# [PROBLEM TO WORK ON]
Quote the excerpt imagining a series about the Trump campaign and Russia in full, word for word.

# [PAGE EXCERPT]
□ □ □ □ □ □ □

I can just see a gleeful Trump Jr. reading parts of the email out loud: "The Crown prosecutor of Russia...provide the Trump campaign with some official documents and information that would incriminate Hillary...This is obviously very high level and sensitive information but is part of Russia and its government's support for Mr. Trump."
An excited Trump Jr. turns from his computer, picks up his phone and calls someone. It's a blocked number. Is he calling his father? The audience will have to decide.
There could also be a pivotal episode focused on just one day: January 27, 2017. That's the day Trump campaign advisor George Papadopoulos spoke to the FBI about his contacts with Russia. In the scene, we see Papadopoulos is clearly lying. (In a later episode of the series, Papadopoulos would plead guilty for that crime.)

□ □ □ □ □ □ □

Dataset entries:
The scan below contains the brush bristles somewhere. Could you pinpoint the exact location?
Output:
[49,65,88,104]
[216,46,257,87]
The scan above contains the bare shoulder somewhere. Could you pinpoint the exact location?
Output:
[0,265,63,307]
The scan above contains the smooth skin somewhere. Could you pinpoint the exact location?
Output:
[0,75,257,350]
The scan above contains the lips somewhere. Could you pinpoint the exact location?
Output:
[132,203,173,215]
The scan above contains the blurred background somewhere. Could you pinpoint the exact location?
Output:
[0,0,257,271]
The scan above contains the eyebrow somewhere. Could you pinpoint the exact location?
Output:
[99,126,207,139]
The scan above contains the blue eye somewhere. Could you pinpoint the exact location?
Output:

□ □ □ □ □ □ □

# [ANSWER FOR THIS EXERCISE]
I can just see a gleeful Trump Jr. reading parts of the email out loud: "The Crown prosecutor of Russia...provide the Trump campaign with some official documents and information that would incriminate Hillary...This is obviously very high level and sensitive information but is part of Russia and its government's support for Mr. Trump."
An excited Trump Jr. turns from his computer, picks up his phone and calls someone. It's a blocked number. Is he calling his father? The audience will have to decide.
There could also be a pivotal episode focused on just one day: January 27, 2017. That's the day Trump campaign advisor George Papadopoulos spoke to the FBI about his contacts with Russia. In the scene, we see Papadopoulos is clearly lying. (In a later episode of the series, Papadopoulos would plead guilty for that crime.)